**Excerpted text**
1. Identify the Gene and Specific Splice Isoform of Interest
NOTE: Here, we demonstrate the use of Ensembl15 to identify the consensus sequence for the gene of interest which is associated with the pathogenesis of the disease of interest (i.e. KCNQ1 mutations are associated with LQTS). Alternatives to Ensembl include RefSeq via the National Center for Biotechnology Information (NCBI)16 and the University of California, Santa Cruz (UCSC) Human Genome Browser17 (see Table of Materials).
2. Create the Experimental Genetic Variant Database (the "Signal")
NOTE: Here, we demonstrate how to create a database of disease-associated variants in the gene of interest with the frequency of the disease-associated variants among individuals with the disease of interest. This database can take many forms and represents the "signal" (phenotype-positive genetic variation) which will be normalized against the control variant database. This can include 1) disease-associated variants for comparison against VUSs to identify novel functional domains of the protein and/or 2) VUSs, including incidentally identified VUSs, to compare against disease-associated variants to determine likelihood of pathogenicity. Disease-associated variants in KCNQ1 will be presented for illustration; however, the method is the same for analysis of incidentally-identified VUSs or any other set of experimental variants.
3. Create the Control Genetic Variant Database (the "Noise")
NOTE: Here, we demonstrate how to create a database of control variants in the gene of interest with an associated frequency in a control population. This database represents the "noise" (phenotype-negative, population-based genetic variation) which is the background against which the experimental variant database will be normalized. This is referred to as "control" variation.
4. Amino Acid Level Signal-to-noise Calculation and Mapping
5. Protein Domain Topology Overlay
6. Variant Position Overlay
A representative result for amino acid-level signal to noise analysis for KCNQ1 is depicted in Figure 6. In this example, rare variants identified in the GnomAD cohort (control cohort), incidentally-identified WES variants (experimental cohort #1), and LQTS case-associated variants deemed likely disease-associated (experimental cohort #2) are depicted. Further, the signal-to-noise analysis comparing the WES and LQTS cohort variant frequency normalized against GnomAD variant frequency is depicted. LQTS-associated variants demonstrated high signal-to-noise ratios in domains corresponding with the channel pore, selectivity filter, and the KCNE1-binding domain. In comparison, incidentally identified variants in the WES cohort did not clearly demonstrate specific regions of high signal-to-noise elevation, suggesting that these variants reflect background genetic variation. This example did not utilize variant MAFs as noted above; however, it demonstrates all of the same principles as described.
Figure 1: Example of control variant database with MAF calculation. Column A, directly imported GnomAD control rare variants. Column B, deletion of left-sided, non-position-related text from the variant nomenclature using an example formula for character removal (i.e.: for B2 "=RIGHT(A2,LEN(A2)-5", see Table of Materials). Column C, deletion of right-sided, non-position-related text from the variant nomenclature using a related formula (i.e.: for C2 "=LEFT(B2,LEN(B2)-3"). Column D, resultant unsorted amino acid positions. Column E, amino acid positions sorted in an ascending fashion to allow for identification of duplicate positions. Column F, associated MAF for each variant as imported from GnomAD. Column G and H, combined MAF for a given amino acid position (sum of each variant MAF at a specific position). Please click here to view a larger version of this figure.

**Given records**
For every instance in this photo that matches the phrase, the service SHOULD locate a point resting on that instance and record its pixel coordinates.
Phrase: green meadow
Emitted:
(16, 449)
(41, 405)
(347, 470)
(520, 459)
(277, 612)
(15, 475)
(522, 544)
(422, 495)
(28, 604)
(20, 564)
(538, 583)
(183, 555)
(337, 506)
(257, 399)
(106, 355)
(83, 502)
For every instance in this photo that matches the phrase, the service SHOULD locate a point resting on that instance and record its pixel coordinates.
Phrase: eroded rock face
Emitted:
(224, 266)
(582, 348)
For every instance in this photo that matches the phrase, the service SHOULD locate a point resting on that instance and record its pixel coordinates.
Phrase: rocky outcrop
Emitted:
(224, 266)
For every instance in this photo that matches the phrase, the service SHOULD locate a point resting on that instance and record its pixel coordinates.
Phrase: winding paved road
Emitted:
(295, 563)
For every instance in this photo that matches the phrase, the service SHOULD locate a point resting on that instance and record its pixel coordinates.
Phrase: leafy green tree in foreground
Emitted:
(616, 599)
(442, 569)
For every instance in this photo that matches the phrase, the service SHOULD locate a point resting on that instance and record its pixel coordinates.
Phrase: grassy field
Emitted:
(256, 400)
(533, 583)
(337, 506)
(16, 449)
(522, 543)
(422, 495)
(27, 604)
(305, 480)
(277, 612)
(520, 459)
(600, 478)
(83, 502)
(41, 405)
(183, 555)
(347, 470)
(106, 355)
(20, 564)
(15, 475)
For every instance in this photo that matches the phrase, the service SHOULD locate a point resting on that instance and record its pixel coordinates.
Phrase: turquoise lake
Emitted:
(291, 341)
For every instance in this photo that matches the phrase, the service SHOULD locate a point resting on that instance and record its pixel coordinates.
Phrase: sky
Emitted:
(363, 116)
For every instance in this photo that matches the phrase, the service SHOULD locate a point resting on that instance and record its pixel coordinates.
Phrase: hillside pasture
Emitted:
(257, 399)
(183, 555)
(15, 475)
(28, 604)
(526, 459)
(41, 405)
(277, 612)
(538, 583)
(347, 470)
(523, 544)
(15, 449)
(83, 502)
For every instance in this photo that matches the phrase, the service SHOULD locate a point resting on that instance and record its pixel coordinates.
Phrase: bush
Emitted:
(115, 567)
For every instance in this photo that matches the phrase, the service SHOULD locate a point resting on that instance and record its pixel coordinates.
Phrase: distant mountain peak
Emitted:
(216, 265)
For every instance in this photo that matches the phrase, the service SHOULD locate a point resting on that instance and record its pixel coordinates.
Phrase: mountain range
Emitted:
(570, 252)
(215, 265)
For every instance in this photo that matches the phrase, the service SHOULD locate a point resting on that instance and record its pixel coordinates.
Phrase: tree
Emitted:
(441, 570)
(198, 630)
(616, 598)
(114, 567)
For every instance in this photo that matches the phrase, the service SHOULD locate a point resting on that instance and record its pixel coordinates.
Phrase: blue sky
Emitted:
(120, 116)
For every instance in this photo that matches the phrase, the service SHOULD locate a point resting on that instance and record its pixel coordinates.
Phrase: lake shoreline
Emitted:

...

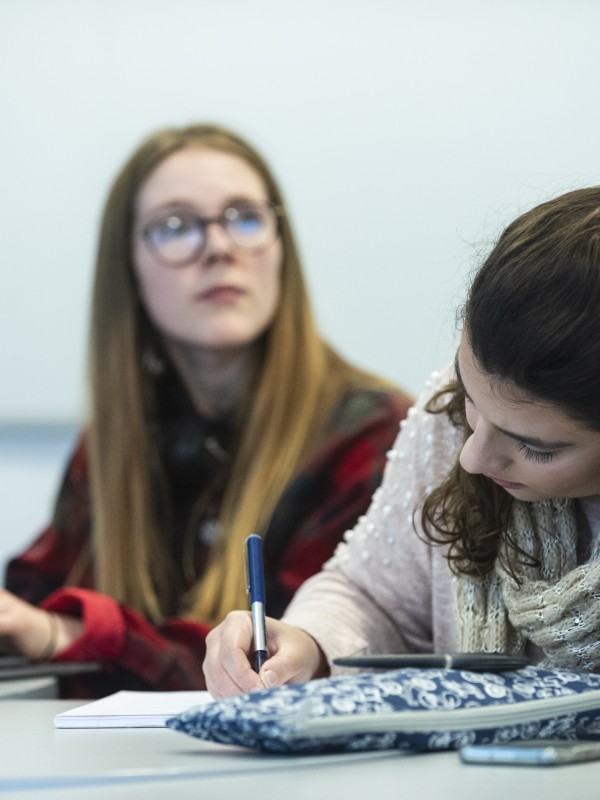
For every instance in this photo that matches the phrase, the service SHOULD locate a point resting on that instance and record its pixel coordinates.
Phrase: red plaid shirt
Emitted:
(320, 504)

--

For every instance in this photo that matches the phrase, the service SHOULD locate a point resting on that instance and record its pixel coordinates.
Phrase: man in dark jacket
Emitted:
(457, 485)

**Exercise set**
a) Translate this sentence from the protocol excerpt into Spanish: "This is referred to as 'control' variation."
b) Reproduce the passage of the protocol excerpt starting with "1. Identify the" and going on through "(see Table of Materials).", with no changes.
c) State whether each statement agrees with the protocol excerpt. Answer yes or no, and quote the words from the excerpt that decide it.
(i) The excerpt names RefSeq and the UCSC Human Genome Browser as alternatives to Ensembl.
(ii) Incidentally identified variants in the WES cohort showed clear regions of high signal-to-noise elevation.
(iii) The KCNQ1 example made use of variant MAFs.
The material placed after the protocol excerpt comes from a different source.

**Results by task**
a) Esto se denomina variación de «control».

b)
1. Identify the Gene and Specific Splice Isoform of Interest
NOTE: Here, we demonstrate the use of Ensembl15 to identify the consensus sequence for the gene of interest which is associated with the pathogenesis of the disease of interest (i.e. KCNQ1 mutations are associated with LQTS). Alternatives to Ensembl include RefSeq via the National Center for Biotechnology Information (NCBI)16 and the University of California, Santa Cruz (UCSC) Human Genome Browser17 (see Table of Materials).

c)
(i) Yes: "Alternatives to Ensembl include RefSeq via the National Center for Biotechnology Information (NCBI)16 and the University of California, Santa Cruz (UCSC) Human Genome Browser17"
(ii) No: "incidentally identified variants in the WES cohort did not clearly demonstrate specific regions of high signal-to-noise elevation"
(iii) No: "This example did not utilize variant MAFs as noted above"